Ejercicio escrito 1 ▸ Cita literalmente el fragmento del texto sobre Erdogan que va desde "Recep Tayyip Erdogan, hombre" hasta "de primer orden.", ambos incluidos.

Texto ▸
= = = =

Recep Tayyip Erdogan, hombre fuerte de Turquía
desde 2003, siempre ha tenido la obsesión de reivindicar la herencia otomana de
Turquía y ello lo ha llevado a arremeter contra el Estado laico erigido por Atatürk
y a tratar de obtener un protagonismo internacional de primer orden.
A principios
de este año el Parlamento turco aprobó, por iniciativa de Erdogan, el
despliegue de tropas en Libia para apoyar al gobierno de ese país, debilitado
por la rebelión del general Haftar. Quiere el presidente tener influencia en el
Mediterráneo Oriental, zona con importantes yacimientos de hidrocarburos, y
para ello firmó con el gobierno de Trípoli acuerdos para asegurar la futura
explotación de esos recursos y extender la zona económica marítima turca hasta
hacerla limitar con la frontera marítima libia, idea enérgicamente rechazada
por Grecia y Egipto. Así, Turquía se ha convertido en un elemento más de inestabilidad
en una región de por sí conflictiva.

= = = =

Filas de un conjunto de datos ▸

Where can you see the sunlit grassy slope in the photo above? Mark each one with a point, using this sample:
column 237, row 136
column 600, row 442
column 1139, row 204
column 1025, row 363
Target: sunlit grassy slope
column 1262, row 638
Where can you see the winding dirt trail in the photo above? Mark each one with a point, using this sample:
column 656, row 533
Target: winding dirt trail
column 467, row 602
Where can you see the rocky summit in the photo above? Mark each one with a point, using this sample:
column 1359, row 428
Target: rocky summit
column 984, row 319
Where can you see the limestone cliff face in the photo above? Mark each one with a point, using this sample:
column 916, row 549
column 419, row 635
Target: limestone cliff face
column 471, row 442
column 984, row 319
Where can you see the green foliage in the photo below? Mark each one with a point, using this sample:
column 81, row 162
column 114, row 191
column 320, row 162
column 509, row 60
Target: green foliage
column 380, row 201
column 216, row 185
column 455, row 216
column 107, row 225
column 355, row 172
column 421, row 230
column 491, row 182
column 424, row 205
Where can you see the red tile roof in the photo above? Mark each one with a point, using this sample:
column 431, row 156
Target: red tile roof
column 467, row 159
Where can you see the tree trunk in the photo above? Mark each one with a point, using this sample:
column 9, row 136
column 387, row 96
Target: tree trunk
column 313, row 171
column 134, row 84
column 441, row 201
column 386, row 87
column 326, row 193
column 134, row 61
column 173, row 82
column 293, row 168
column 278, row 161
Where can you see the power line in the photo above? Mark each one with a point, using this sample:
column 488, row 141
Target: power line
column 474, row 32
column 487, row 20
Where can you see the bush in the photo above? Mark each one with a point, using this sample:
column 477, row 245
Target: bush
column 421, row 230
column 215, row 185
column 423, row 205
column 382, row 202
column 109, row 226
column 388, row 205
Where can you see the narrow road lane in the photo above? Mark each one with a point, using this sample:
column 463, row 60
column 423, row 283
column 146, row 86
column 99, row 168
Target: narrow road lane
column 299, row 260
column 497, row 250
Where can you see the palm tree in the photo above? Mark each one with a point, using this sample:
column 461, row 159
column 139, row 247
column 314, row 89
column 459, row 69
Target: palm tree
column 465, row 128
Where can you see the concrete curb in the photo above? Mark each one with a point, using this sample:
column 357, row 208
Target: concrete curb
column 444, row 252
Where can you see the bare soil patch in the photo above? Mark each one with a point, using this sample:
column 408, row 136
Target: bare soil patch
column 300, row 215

= = = =

Ejercicio escrito 2 ▸ Filtra los registros y copia, por favor, cada línea que contenga la palabra "limestone". Ten en cuenta las mayúsculas y minúsculas.

Respuesta 1 ▸
Recep Tayyip Erdogan, hombre fuerte de Turquía
desde 2003, siempre ha tenido la obsesión de reivindicar la herencia otomana de
Turquía y ello lo ha llevado a arremeter contra el Estado laico erigido por Atatürk
y a tratar de obtener un protagonismo internacional de primer orden.

Respuesta 2 ▸
Where can you see the limestone cliff face in the photo above? Mark each one with a point, using this sample:
Target: limestone cliff face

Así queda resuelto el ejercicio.